• _Selected excerpt_:
--- START ---

The Jesuit College of St Francis Xavier at the Cwm, Herefordshire, was sacked in December 1678. With the fury of the Oates Plot spreading over the country, the Superior of the College, Fr David Lewis, decided that the College should be evacuated and the priests hid as much property as they could. Books, vestments, altar plate, etc, were hidden in outbuildings and the priests were dispersed with the hopes of one day returning to the Cwm. Unfortunately that was not to be. Some of the priests found shelter with Catholic families while others took to the hills and woods of their beloved Wales. Under cover of night they traversed the countryside bringing the comforts of religion to the harried Catholics of the area.

Fr Charles Pritchard found shelter in the home of a friend. By day he hid and at night he went forth to attend to the needs of his flock. His health broke down and one dark night he suffered a severe fall. He managed to return to his friend’s house but he never recovered and, on 14th March 1680, he died. His unnamed friend secretly buried the 43 year old Jesuit in the garden.

--- END ---

• _What the task asks_: Pick up the account of the Jesuit College at the Cwm after its last sentence and carry it on for a paragraph or two.

Stored data entries
--- START ---

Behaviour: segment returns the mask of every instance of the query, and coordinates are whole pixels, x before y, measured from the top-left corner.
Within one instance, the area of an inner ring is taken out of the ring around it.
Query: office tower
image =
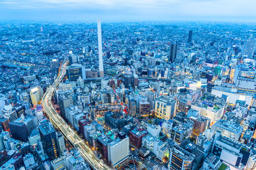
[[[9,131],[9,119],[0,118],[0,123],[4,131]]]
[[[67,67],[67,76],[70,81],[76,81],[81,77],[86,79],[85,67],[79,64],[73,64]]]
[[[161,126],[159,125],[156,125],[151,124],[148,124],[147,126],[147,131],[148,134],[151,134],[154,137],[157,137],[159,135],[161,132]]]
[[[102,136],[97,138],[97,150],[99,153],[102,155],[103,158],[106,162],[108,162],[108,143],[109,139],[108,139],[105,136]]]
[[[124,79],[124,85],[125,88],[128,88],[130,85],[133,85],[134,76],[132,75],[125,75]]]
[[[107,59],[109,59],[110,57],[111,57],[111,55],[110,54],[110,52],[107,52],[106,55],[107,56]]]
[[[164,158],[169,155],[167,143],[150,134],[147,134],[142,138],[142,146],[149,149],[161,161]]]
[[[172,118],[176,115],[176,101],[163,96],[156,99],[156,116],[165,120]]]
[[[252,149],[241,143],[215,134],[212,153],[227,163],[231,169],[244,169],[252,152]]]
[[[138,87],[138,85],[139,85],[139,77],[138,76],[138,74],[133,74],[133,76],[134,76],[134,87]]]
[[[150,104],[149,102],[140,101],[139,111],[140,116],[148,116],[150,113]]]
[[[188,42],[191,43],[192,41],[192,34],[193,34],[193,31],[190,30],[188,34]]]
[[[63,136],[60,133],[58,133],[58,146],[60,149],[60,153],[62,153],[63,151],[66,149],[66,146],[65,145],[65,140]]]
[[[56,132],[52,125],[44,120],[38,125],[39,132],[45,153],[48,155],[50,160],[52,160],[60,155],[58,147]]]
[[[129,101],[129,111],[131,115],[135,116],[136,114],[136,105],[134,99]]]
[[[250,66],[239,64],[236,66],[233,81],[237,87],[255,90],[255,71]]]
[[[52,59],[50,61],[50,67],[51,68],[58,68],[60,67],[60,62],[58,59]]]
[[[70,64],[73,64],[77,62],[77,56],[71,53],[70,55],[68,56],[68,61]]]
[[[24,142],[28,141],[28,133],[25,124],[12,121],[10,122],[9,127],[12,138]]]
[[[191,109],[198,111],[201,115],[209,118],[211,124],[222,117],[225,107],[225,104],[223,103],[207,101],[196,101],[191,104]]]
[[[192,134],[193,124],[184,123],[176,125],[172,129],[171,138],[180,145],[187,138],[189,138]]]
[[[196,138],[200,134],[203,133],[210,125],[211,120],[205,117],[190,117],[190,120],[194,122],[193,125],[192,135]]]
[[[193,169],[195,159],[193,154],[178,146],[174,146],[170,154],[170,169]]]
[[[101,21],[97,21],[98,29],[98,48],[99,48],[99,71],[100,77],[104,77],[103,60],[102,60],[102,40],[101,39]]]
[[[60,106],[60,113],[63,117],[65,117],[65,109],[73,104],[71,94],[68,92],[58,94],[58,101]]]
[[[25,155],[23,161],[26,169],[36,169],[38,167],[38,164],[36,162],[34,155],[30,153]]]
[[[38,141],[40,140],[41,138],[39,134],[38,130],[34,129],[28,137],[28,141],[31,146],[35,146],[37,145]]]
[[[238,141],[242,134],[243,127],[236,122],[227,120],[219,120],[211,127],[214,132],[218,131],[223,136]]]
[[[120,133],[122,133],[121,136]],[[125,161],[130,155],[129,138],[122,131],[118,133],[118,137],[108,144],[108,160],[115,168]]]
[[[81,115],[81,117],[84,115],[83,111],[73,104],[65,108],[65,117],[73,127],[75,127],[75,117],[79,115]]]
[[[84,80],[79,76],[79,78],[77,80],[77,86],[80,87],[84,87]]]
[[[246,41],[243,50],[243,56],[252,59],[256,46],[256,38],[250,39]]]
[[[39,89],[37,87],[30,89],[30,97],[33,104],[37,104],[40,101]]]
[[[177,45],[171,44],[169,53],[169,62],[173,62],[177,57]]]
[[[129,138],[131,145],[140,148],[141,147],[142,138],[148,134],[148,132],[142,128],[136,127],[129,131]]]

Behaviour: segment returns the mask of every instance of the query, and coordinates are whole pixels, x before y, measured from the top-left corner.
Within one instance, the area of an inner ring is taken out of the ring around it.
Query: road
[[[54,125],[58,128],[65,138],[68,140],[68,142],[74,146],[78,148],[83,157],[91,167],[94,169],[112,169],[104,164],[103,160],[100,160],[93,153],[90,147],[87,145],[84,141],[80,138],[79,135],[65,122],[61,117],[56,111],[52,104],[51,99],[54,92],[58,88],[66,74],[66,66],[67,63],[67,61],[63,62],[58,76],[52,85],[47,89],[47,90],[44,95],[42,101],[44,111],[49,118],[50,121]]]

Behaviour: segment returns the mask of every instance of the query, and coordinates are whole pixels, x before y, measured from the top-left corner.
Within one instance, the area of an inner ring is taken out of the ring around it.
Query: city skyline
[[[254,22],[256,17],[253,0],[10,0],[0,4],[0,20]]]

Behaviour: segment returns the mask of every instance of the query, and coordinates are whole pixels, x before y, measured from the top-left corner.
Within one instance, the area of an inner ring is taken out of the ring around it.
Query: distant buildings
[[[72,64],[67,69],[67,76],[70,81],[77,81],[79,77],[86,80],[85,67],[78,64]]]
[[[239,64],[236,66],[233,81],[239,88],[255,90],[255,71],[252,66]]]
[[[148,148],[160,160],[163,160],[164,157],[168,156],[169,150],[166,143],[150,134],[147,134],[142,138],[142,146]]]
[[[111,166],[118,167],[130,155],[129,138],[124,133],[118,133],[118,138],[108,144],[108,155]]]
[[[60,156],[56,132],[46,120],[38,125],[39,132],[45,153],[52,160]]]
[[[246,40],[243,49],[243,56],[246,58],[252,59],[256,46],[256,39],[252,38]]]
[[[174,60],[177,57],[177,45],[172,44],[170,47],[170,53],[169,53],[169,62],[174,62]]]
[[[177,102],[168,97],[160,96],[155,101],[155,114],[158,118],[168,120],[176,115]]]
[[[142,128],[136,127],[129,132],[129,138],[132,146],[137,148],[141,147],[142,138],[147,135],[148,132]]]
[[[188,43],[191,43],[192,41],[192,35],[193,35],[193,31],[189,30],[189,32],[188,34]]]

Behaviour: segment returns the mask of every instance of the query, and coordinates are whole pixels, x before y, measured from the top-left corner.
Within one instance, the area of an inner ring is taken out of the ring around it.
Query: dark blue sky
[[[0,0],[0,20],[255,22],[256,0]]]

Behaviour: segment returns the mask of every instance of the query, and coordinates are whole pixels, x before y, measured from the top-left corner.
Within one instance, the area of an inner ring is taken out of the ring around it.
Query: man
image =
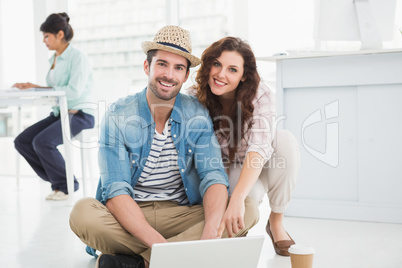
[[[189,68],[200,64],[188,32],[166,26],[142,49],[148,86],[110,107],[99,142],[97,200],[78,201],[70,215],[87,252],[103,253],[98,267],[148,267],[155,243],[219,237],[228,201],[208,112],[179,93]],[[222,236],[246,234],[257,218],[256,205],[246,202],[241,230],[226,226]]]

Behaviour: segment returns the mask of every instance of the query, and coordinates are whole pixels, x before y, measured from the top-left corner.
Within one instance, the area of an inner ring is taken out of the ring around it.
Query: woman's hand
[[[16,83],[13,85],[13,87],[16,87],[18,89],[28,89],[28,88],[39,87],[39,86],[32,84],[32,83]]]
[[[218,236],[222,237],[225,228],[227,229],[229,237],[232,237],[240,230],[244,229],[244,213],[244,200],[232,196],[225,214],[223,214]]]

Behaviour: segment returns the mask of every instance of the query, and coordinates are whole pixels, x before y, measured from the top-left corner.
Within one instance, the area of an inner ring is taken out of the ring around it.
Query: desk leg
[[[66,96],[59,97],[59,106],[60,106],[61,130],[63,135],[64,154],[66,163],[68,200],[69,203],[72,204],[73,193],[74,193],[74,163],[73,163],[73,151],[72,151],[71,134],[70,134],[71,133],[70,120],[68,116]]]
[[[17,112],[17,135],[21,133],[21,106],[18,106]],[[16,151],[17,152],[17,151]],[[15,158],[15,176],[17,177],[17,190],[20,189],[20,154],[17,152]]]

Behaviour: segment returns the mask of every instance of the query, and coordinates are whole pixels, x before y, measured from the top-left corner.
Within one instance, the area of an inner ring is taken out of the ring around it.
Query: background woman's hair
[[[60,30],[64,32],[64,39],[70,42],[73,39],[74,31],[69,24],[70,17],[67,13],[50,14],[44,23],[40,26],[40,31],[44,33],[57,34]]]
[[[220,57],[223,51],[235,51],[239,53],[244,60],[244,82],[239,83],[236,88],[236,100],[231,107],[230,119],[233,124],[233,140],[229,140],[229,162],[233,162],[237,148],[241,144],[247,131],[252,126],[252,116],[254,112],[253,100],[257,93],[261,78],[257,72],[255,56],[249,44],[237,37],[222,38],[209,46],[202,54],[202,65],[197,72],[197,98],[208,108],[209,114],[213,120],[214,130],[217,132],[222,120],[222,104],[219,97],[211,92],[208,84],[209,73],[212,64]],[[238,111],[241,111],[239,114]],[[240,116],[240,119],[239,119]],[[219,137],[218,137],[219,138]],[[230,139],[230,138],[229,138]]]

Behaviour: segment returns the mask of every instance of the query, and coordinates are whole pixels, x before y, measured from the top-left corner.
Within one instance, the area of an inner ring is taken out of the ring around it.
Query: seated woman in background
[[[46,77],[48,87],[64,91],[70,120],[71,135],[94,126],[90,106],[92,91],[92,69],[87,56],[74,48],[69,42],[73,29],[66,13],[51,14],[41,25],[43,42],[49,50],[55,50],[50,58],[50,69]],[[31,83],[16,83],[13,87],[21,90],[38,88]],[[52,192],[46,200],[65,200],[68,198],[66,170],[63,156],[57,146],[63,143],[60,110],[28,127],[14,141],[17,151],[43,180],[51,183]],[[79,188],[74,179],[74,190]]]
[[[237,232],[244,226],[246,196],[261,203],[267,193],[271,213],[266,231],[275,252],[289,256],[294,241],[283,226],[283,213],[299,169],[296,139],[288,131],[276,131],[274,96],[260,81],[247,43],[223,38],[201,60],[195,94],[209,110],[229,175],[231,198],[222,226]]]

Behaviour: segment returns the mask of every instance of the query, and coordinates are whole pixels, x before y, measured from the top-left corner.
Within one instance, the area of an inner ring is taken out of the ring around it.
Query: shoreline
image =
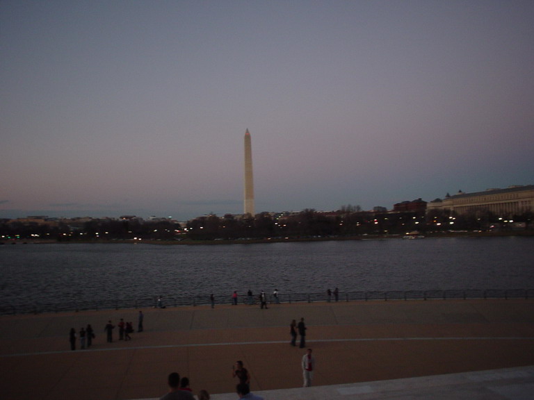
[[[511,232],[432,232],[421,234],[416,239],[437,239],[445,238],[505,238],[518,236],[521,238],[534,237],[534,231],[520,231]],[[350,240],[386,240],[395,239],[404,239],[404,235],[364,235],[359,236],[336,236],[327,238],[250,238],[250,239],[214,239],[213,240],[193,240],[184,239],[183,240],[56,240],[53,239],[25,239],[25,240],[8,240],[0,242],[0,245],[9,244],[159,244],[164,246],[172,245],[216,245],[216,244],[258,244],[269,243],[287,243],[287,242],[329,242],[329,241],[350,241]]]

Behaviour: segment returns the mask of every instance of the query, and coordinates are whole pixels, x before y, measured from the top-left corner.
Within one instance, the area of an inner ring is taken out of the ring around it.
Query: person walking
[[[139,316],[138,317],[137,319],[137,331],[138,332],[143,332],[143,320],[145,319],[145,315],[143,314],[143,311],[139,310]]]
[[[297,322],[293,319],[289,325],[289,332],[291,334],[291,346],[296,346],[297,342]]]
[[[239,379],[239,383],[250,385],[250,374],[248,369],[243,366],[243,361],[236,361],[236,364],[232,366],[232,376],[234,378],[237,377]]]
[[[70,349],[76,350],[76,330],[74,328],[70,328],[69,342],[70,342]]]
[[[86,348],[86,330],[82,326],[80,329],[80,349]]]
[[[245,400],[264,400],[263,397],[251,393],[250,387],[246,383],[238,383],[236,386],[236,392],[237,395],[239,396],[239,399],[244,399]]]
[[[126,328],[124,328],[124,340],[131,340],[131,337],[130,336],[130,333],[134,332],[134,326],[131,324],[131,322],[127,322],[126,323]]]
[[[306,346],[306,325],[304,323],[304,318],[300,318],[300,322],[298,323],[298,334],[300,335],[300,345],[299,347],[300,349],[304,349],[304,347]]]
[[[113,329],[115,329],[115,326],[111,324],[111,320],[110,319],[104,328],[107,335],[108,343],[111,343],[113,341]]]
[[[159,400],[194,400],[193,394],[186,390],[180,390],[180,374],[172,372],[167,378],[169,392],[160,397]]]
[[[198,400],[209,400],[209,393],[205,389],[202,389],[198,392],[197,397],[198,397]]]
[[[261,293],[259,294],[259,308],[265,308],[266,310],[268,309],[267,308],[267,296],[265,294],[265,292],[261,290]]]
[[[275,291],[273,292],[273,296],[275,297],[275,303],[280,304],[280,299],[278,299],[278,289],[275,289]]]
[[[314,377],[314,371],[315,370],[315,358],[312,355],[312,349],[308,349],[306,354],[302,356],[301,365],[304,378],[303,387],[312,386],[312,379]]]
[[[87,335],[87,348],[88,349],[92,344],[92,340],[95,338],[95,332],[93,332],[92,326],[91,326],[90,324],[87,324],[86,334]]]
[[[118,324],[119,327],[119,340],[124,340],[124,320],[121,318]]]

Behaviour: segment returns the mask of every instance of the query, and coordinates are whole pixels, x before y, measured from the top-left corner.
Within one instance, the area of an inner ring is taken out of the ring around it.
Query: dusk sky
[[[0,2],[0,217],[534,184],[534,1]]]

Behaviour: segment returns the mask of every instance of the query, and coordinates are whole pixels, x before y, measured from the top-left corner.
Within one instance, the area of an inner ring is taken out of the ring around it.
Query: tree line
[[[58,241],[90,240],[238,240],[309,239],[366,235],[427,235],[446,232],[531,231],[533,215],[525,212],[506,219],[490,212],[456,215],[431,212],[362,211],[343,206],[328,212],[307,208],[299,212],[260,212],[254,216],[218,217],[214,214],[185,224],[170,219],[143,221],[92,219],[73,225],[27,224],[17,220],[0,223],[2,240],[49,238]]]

--- END ---

• _Task result_:
There are many sad tales to be told of the sufferings of priests and laypeople alike during the times of persecution. One of the most poignant is that of Fr Ignatius Price S J, another of the priests from the Cwm.

Fr Ignatius Price was born in Monmouthshire in 1610. Working under the alias of Walter Price or Harries, he served the Jesuit Welsh Mission from 1644 until his death in 1679. The following is an account of the tribulations of Fr Price: “For nearly two months in the depths of winter, scarcely a night passing in which he was not sought for in the houses of Catholics, flying from cottage to cottage, sometimes barefoot through heavy snow and deep water, clad for the most part in linen, the aged priest, had no place that could offer him any real shelter. Catholics even, through fear of the terrible laws, sometimes denied him hospitality, while he avoided their houses lest he involve his host in the punishment of death for harbouring a Jesuit. In order to avoid the snares laid for him, Fr Price had been compelled to fly by night from barn to barn, from cave to cave, even from hog sty to hog sty. At length he contracted a violent fever from which he would soon die.”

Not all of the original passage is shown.